## [Exercices]
(a) Répondez aux questions suivantes d'après le texte sur le soutien à la culture suisse pendant la pandémie.
(i) Qu'attribuent certains cantons au secteur de la culture ?
(ii) Quelle association Sandra Künzi préside-t-elle ?
(iii) Selon l'OCDE, de combien chute en principe la consommation culturelle durant une période de confinement ?
(b) Donnez la suite du texte sur le soutien à la culture suisse pendant la pandémie, en partant de sa dernière phrase.

:: Texte fourni

La Suisse veut préserver sa vie culturelle durant la pandémie. Pour ce faire, certains cantons attribuent au secteur de la culture des compensations forfaitaires. Tous les espoirs sont-ils satisfaits?

La culture suisse est diverse. Mais aussi longtemps que les théâtres et salles de concert garderont portes closes, les actrices et acteurs de ce secteur resteront dépendants de soutiens. Toute la bureaucratie qui a vu le jour depuis le début de cette crise pour garantir leur survivance est, elle aussi, très diversifiée.

Chaque canton a édicté des directives et ordonnances en la matière. Outre les requêtes pour les cas de rigueur, d’autres mannes se sont offertes pour permettre au monde culturel d’assurer sa survie. Mais nombre d’associations sont assaillies d’appels pour démêler la jungle actuelle des formules de soutien.

«Il est très compliqué d’avoir de la cohérence avec toutes ces mesures. A fortiori, si on les modifie toutes les deux semaines», constate Sandra Künzi, présidente de la principale association de défense du théâtre indépendant en Suisse (Theaterschaffende Schweiz).

Elle s’offusque que les autorités «qui créent ou mettent en œuvre ces mesures soient incapables d’avoir une vision panoramique de ce paquet d’aides et surtout de les faire cohabiter». Des dossiers sont ainsi refusés parce que les offices chargés d’y répondre «ne comprennent pas assez bien la réalité sur le terrain», estime-t-elle.

Mais le monde entier butte sur ces difficultés. L’Organisation de coopération et de développement économiques (OCDE) a communiqué en juin dernier que la consommation culturelle chute en principe d’environ 75% durant une période de confinement. À la fin 2020, aux États-Unis, plus de la moitié des comédiennes et comédiens et danseuses et danseurs étaient déjà au chômage.

::::
:: Extraits de données

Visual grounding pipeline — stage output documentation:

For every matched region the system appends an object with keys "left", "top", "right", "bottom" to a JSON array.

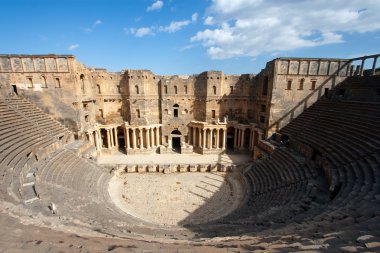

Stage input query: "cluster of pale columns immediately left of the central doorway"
[{"left": 124, "top": 124, "right": 161, "bottom": 150}]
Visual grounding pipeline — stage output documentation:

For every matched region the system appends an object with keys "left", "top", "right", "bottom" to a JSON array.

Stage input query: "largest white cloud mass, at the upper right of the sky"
[{"left": 191, "top": 0, "right": 380, "bottom": 59}]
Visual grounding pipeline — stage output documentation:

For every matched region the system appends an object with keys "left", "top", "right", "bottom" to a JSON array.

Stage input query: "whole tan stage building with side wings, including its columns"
[{"left": 0, "top": 55, "right": 377, "bottom": 159}]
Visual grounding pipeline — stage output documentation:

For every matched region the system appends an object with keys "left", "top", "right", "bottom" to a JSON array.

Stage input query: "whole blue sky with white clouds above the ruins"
[{"left": 0, "top": 0, "right": 380, "bottom": 75}]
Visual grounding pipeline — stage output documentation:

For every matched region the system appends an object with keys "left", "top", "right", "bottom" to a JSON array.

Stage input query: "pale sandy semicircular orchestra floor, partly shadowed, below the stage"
[{"left": 109, "top": 173, "right": 243, "bottom": 226}]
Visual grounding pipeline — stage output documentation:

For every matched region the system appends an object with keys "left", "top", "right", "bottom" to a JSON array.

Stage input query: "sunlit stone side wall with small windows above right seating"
[{"left": 266, "top": 58, "right": 349, "bottom": 135}]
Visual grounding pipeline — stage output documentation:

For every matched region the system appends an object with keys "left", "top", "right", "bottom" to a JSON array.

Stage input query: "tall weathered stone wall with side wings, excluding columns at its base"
[{"left": 0, "top": 55, "right": 350, "bottom": 143}]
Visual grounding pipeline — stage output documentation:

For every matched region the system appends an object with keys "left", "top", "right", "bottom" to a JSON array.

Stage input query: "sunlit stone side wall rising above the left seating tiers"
[{"left": 0, "top": 55, "right": 98, "bottom": 132}]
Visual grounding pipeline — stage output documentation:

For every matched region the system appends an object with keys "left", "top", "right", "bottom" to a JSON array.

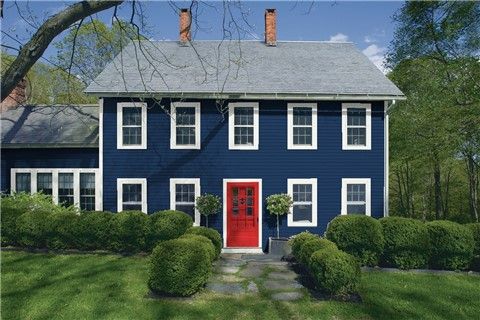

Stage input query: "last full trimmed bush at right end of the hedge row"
[{"left": 427, "top": 220, "right": 474, "bottom": 270}]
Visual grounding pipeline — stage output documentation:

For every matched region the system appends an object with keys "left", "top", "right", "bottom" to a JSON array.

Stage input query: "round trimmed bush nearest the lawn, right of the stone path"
[{"left": 309, "top": 248, "right": 360, "bottom": 295}]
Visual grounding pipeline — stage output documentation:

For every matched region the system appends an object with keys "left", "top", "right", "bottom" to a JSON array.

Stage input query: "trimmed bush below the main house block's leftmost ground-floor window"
[{"left": 110, "top": 211, "right": 148, "bottom": 253}]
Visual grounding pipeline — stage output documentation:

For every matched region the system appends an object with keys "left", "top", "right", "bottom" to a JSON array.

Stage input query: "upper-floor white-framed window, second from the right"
[{"left": 287, "top": 103, "right": 317, "bottom": 149}]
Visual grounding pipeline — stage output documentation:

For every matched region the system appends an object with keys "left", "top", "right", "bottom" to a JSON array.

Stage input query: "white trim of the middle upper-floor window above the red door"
[{"left": 228, "top": 102, "right": 260, "bottom": 150}]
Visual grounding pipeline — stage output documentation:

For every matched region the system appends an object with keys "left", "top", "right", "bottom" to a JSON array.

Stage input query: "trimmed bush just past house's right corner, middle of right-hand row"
[{"left": 380, "top": 217, "right": 430, "bottom": 269}]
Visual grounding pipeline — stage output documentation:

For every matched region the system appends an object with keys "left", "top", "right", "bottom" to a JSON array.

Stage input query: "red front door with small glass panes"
[{"left": 227, "top": 182, "right": 258, "bottom": 247}]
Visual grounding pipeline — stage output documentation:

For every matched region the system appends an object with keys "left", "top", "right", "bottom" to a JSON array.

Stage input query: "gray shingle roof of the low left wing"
[{"left": 0, "top": 105, "right": 98, "bottom": 148}]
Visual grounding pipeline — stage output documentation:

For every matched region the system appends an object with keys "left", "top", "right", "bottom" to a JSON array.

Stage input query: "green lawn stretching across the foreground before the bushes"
[{"left": 1, "top": 252, "right": 480, "bottom": 320}]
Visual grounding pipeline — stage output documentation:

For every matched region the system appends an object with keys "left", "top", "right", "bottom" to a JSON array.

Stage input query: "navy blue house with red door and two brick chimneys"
[{"left": 2, "top": 9, "right": 404, "bottom": 252}]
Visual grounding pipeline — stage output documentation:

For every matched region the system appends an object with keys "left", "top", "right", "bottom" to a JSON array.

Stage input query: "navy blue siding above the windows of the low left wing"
[{"left": 1, "top": 148, "right": 98, "bottom": 192}]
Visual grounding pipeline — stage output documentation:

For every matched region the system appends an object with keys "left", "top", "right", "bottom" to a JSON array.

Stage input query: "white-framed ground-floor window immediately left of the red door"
[{"left": 170, "top": 178, "right": 200, "bottom": 226}]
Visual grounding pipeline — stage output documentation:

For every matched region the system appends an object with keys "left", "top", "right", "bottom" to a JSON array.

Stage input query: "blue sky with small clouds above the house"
[{"left": 1, "top": 0, "right": 403, "bottom": 71}]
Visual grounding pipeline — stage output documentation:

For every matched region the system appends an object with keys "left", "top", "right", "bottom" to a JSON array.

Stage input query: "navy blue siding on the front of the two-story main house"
[{"left": 103, "top": 99, "right": 384, "bottom": 247}]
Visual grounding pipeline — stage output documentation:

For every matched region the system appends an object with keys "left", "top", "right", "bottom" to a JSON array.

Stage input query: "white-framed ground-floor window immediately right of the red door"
[{"left": 287, "top": 178, "right": 317, "bottom": 227}]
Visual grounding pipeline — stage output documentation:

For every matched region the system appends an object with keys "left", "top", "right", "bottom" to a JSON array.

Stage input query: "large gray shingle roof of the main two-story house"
[{"left": 86, "top": 41, "right": 403, "bottom": 97}]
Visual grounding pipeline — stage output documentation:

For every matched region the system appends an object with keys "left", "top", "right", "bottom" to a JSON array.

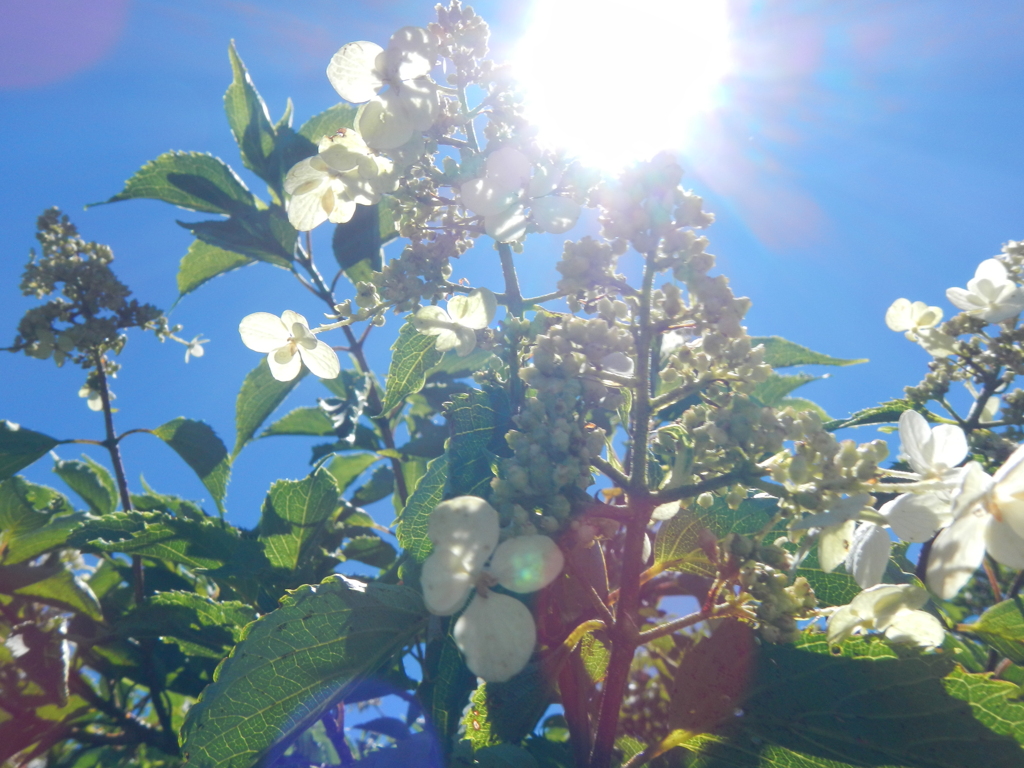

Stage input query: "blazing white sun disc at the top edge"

::::

## [Réponses dans l'ordre]
(a)
(i) Des compensations forfaitaires.
(ii) La principale association de défense du théâtre indépendant en Suisse (Theaterschaffende Schweiz).
(iii) D'environ 75 %.

(b)
Enchevêtrement de modèles

En Suisse comme dans l’Union européenne, beaucoup d’acteurs de l’univers de la culture travaillent en tant qu’indépendants, souvent engagés au coup par coup. Déjà en situation précaire avant la pandémie, ce monde-là s’interroge sur les chemins à emprunter pour assurer au minimum sa survie, car toute l’aide n’arrive pas.

À l’exemple d’indépendants qui au début de la crise n’ont perçu parfois aucune compensation ou sinon ridicule (1,60 franc/jour). Des sommes qui doivent parfois être restituées après l’introduction de nouvelles formes d’aide, tandis que la bureaucratie n’arrive pas toujours à vérifier qui a droit à quoi, engendrant des réclamations.

Un méli-mélo si déroutant que des associations culturelles ont dorénavant posté de petits films d’animation donnant un aperçu de cet enchevêtrement. Des clips où les relents kafkaïens ont même été accentués avec la présence d’officiers en uniforme.  

Prisonniers de la bureaucratie

Et plus la crise dure, plus la situation devient absurde. Lors de la première année, des performances poétiques, des pièces de théâtre et des concerts programmés ont dû être annulés puis, pour certains seulement, reprogrammés en 2021. Dans la plupart des cantons, des indemnités fictives pour pertes de gains sont prévues dès lors que les personnes concernées prouvent l’existence d’un revenu moyen réel sur la même période l’année avant la pandémie.

Souffrant de cette bureaucratie, de plus en plus de gens trouvent l’idée d’introduire un revenu de base inconditionnel séduisante. Si les personnes actives dans la culture avaient ainsi eu droit à un montant mensuel fixe sans devoir justifier des échecs ni fournir des éclaircissements, les bureaux de l’administration auraient été déchargés et les sommes auraient été virées plus rapidement.

En janvier dernier, un espoir est né lorsque la conseillère d’État zurichoise chargée de la culture, Jacqueline Fehr (PS), a promis un «revenu forfaitaire». Au lieu de dédommager des prestations ou des représentations fictives pour 2021, le canton de Zurich opte pour verser des revenus fixes avec un plafond à 3840 francs/mois.

Mais comme cette proposition n’a pas eu l’air de plaire aux autorités fédérales, suscitant une dispute à Berne, cette aide rapide a dû être retardée puis introduite dès le mois de mars seulement.  Se calquant sur le même modèle, le canton de Bâle-Ville est allé plus vite en besogne afin de couvrir dans l’urgence les «besoins de subsistance» de la culture, faisant alors fi des fonds nationaux.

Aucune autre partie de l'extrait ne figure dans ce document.